(이름 붙은 대상 지점 항목)
::::
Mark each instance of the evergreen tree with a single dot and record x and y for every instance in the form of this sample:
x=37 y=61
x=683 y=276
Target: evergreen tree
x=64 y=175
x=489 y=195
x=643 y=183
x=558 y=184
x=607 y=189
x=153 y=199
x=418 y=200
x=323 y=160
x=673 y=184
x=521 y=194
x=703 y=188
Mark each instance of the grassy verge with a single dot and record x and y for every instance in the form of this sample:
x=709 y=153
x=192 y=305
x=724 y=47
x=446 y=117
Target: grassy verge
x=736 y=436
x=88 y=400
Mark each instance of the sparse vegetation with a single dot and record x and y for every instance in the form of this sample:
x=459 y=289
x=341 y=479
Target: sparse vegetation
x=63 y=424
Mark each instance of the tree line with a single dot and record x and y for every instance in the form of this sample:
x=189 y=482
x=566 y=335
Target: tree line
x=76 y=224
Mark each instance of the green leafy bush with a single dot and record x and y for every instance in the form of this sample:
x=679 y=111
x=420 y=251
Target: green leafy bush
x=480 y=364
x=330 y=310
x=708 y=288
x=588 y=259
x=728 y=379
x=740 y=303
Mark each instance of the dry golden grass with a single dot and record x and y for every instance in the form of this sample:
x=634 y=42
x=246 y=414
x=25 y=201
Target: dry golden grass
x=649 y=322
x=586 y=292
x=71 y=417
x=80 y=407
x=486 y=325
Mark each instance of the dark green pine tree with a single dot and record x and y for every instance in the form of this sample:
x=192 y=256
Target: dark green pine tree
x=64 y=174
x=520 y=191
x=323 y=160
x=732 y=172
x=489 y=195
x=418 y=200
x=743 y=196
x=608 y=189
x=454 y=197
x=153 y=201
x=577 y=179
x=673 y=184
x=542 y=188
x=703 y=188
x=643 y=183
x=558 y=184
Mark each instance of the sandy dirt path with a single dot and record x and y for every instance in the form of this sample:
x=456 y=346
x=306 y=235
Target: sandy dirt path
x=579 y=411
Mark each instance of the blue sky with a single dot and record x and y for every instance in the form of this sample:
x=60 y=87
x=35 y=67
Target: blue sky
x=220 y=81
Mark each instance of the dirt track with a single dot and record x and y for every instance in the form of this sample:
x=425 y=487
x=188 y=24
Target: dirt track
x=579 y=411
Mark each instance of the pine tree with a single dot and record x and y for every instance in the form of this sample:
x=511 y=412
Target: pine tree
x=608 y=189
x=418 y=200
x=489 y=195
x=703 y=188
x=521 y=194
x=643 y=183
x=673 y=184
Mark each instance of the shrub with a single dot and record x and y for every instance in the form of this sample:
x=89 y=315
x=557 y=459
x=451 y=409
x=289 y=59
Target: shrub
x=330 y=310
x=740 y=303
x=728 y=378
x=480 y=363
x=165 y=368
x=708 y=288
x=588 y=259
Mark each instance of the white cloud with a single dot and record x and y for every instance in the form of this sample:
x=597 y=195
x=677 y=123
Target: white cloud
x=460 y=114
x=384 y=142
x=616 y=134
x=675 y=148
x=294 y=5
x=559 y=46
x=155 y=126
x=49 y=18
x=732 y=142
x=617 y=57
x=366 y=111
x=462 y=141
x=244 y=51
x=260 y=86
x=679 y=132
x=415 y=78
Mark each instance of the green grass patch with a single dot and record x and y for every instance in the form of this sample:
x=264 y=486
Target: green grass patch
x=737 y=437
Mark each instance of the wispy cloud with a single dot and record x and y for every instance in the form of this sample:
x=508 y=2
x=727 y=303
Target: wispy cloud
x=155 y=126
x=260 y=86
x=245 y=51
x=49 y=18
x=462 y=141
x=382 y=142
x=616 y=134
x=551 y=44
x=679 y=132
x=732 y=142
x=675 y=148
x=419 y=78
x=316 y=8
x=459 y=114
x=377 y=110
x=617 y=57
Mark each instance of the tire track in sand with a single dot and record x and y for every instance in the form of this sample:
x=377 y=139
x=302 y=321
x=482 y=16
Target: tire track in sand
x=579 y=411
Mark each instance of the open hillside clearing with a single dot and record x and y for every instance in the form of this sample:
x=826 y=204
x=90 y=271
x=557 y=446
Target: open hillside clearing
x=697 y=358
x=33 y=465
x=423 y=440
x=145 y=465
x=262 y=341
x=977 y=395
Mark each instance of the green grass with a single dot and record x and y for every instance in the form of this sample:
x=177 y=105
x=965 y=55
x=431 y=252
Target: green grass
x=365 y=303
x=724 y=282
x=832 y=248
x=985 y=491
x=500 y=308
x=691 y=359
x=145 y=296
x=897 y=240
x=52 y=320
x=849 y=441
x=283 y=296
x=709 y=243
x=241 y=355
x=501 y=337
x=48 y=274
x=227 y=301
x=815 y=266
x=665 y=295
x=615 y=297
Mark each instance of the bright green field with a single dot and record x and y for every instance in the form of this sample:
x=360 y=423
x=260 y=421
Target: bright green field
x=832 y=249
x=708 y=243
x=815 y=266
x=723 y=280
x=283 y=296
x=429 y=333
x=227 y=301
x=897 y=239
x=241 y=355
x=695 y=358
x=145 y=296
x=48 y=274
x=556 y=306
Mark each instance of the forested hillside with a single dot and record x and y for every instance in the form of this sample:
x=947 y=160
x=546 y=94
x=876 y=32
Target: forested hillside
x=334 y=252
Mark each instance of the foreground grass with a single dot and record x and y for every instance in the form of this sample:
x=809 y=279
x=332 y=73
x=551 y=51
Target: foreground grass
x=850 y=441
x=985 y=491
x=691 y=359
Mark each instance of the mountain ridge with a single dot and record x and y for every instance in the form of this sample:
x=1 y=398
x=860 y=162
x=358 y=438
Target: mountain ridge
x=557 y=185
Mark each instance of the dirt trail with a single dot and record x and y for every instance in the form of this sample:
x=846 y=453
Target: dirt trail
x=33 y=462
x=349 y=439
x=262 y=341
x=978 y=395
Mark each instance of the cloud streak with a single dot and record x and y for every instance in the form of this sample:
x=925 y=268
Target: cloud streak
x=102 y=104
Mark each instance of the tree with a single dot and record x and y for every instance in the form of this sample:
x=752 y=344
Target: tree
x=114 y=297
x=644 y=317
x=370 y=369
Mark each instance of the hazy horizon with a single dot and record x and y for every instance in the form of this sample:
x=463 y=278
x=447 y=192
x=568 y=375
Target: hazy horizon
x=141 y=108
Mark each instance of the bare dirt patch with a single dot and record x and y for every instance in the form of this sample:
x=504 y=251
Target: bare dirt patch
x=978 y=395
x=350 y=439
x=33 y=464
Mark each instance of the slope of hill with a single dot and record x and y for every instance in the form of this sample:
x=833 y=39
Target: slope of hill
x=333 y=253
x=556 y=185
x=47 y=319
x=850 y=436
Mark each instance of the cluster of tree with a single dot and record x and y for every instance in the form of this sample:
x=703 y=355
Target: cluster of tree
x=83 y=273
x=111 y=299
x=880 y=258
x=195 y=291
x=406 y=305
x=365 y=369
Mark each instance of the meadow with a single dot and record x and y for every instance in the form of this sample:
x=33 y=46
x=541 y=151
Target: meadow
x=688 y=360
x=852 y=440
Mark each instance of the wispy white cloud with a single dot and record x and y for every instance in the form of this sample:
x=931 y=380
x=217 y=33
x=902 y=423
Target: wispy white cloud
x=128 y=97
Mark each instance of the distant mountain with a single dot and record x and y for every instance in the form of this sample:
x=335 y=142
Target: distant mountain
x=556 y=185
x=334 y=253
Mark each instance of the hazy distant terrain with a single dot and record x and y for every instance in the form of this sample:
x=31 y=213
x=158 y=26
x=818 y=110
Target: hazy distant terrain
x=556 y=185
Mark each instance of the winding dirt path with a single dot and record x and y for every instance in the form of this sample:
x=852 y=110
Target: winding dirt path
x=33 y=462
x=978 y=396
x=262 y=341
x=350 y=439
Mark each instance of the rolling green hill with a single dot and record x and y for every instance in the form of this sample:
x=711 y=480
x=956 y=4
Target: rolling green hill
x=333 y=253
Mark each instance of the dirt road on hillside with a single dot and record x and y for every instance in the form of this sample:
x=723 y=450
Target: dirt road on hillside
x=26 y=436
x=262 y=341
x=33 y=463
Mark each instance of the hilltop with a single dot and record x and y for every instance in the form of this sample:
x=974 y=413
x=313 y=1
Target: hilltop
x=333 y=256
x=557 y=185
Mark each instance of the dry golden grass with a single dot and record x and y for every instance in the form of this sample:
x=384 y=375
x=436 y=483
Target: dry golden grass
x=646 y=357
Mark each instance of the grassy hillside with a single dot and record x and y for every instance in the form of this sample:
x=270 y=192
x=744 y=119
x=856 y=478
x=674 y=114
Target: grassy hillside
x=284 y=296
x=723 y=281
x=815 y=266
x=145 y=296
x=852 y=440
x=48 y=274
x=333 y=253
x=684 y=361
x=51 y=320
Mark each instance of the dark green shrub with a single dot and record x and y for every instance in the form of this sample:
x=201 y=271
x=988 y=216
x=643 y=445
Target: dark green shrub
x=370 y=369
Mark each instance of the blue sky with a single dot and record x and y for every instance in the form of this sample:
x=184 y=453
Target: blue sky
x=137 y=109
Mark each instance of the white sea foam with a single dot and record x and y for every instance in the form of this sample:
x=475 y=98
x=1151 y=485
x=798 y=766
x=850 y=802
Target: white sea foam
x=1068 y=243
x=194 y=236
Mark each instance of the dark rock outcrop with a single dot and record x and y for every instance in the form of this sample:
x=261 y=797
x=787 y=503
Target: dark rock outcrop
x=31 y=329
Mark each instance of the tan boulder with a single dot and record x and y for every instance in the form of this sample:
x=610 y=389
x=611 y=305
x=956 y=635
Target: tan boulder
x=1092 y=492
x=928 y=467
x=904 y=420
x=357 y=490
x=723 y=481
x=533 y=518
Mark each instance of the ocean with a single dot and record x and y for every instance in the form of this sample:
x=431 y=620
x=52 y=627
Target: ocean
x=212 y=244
::::
연습 문제
자료에서 "Mark each instance of the dark green shrub" 문구가 있는 줄부터 "x=137 y=109" 문구가 있는 줄까지, 양 끝 줄을 포함한 모든 줄만 다시 쓰세요. 답으로 적힌 좌표 값만 1.1배로 환산해 정수로 반올림하고(0.5는 올림), 나머지 줄과 숫자는 그대로 두세요.

문제 풀이
Mark each instance of the dark green shrub with a single dot and record x and y for every instance in the form of this sample:
x=201 y=271
x=988 y=216
x=643 y=445
Target: dark green shrub
x=407 y=406
Mark each instance of the blue sky with a single dot and record x and y for every instance in the form of this sample:
x=184 y=453
Target: blue sky
x=151 y=120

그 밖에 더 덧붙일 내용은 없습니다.